» **Textauszug**
○ ○ ○

Die Gebiete der ethnischen Minderheiten haben ein beträchtliches Tourismuspotenzial. Es gibt Gegenden von historischer und kultureller Bedeutung, mit Kriegsgräbern, der burmesischen Eisenbahn, Pagoden und ethnischen Baudenkmälern, schönen Landschaften und wertvollen Ökosystemen. In einigen Gebieten gibt es jedoch anhaltende Unsicherheit und das Land ist durch Minen verseucht. Dagegen muss etwas getan werden. Auch die unzureichende Infrastruktur beeinträchtigt den Tourismus. Die Tourismusentwicklung und Verteilung der Einnahmen könnte potenziell Auswirkungen auf die Dynamik des Konfliktes haben – positiv oder negativ.

Firmen, die in solchen Regionen investieren oder Reisen dorthin organisieren wollen, sollten alle relevanten Interessengruppen konsultieren, einschließlich der Führungspersönlichkeiten ethnischer Gruppen, nichtstaatliche bewaffnete Gruppen und konfliktsensible Experten, um sicher zu gehen, dass Tourismus gewünscht wird und dass es sich um den richtigen Zeitpunkt handelt. Insbesondere sollte die Zusammenarbeit mit zivilgesellschaftlichen und gemeindebasierten Organisationen, so wichtig sie ist, kein Ersatz für die Konsultation der Gemeinschaften sein, bei der es darum geht, festzustellen, was für eine Art touristischer Entwicklung die Menschen vor Ort wollen.

○ ○ ○

» **Aufgabenliste**
1. Wodurch ist das Land laut dem Textauszug in einigen Gebieten verseucht?
2. Übersetze den Satz „Auch die unzureichende Infrastruktur beeinträchtigt den Tourismus.“ aus dem Textauszug ins Englische.
3. Schreibe aus dem Textauszug den Teil ab, der mit den Worten „Firmen, die in“ einsetzt und mit „vor Ort wollen.“ schließt.

Einträge zur Ortsbestimmung

○ ○ ○

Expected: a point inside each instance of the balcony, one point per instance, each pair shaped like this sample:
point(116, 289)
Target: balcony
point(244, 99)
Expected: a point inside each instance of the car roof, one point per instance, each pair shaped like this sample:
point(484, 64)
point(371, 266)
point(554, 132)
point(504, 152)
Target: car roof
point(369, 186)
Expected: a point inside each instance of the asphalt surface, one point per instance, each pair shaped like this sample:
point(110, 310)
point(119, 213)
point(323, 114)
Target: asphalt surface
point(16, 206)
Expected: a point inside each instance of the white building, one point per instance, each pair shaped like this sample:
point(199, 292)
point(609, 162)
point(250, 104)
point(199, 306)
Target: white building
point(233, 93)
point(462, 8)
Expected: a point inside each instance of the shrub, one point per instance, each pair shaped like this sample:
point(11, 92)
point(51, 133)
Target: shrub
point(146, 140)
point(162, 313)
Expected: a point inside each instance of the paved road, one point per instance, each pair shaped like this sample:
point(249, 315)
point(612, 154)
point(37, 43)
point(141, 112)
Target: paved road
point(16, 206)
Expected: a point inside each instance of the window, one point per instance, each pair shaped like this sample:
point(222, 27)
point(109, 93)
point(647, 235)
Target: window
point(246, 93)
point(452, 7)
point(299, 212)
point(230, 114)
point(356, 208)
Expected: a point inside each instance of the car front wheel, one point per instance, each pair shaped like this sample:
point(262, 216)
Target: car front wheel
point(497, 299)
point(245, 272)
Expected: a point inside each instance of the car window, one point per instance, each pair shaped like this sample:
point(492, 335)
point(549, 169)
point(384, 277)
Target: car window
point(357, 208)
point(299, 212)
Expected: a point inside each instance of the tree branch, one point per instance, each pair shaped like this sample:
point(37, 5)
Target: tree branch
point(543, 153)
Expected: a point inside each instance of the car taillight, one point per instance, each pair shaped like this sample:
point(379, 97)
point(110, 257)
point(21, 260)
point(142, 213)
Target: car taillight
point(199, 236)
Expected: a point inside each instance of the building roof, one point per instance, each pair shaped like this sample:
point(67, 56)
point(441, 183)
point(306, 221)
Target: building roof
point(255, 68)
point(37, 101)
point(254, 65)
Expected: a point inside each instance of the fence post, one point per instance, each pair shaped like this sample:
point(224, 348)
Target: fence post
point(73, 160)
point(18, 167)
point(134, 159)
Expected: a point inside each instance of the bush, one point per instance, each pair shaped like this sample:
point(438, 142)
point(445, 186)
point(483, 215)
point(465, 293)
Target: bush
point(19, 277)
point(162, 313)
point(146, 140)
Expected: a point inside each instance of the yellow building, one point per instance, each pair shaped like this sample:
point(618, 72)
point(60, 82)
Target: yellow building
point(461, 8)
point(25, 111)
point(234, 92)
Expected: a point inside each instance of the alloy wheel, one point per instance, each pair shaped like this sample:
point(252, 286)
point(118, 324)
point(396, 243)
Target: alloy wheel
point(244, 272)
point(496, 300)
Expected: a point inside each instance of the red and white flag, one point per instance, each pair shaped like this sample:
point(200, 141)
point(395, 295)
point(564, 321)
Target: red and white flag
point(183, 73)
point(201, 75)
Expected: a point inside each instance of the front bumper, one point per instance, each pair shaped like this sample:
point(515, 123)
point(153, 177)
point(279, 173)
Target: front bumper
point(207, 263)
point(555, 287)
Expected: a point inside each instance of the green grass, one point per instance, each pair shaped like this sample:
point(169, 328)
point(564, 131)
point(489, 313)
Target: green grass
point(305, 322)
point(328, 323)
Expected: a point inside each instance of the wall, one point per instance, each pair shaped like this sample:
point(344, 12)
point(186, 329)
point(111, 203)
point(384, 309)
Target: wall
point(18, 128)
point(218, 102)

○ ○ ○

» **Lösungen**
1. Durch Minen.

2. The inadequate infrastructure also hurts tourism.

3.
Firmen, die in solchen Regionen investieren oder Reisen dorthin organisieren wollen, sollten alle relevanten Interessengruppen konsultieren, einschließlich der Führungspersönlichkeiten ethnischer Gruppen, nichtstaatliche bewaffnete Gruppen und konfliktsensible Experten, um sicher zu gehen, dass Tourismus gewünscht wird und dass es sich um den richtigen Zeitpunkt handelt. Insbesondere sollte die Zusammenarbeit mit zivilgesellschaftlichen und gemeindebasierten Organisationen, so wichtig sie ist, kein Ersatz für die Konsultation der Gemeinschaften sein, bei der es darum geht, festzustellen, was für eine Art touristischer Entwicklung die Menschen vor Ort wollen.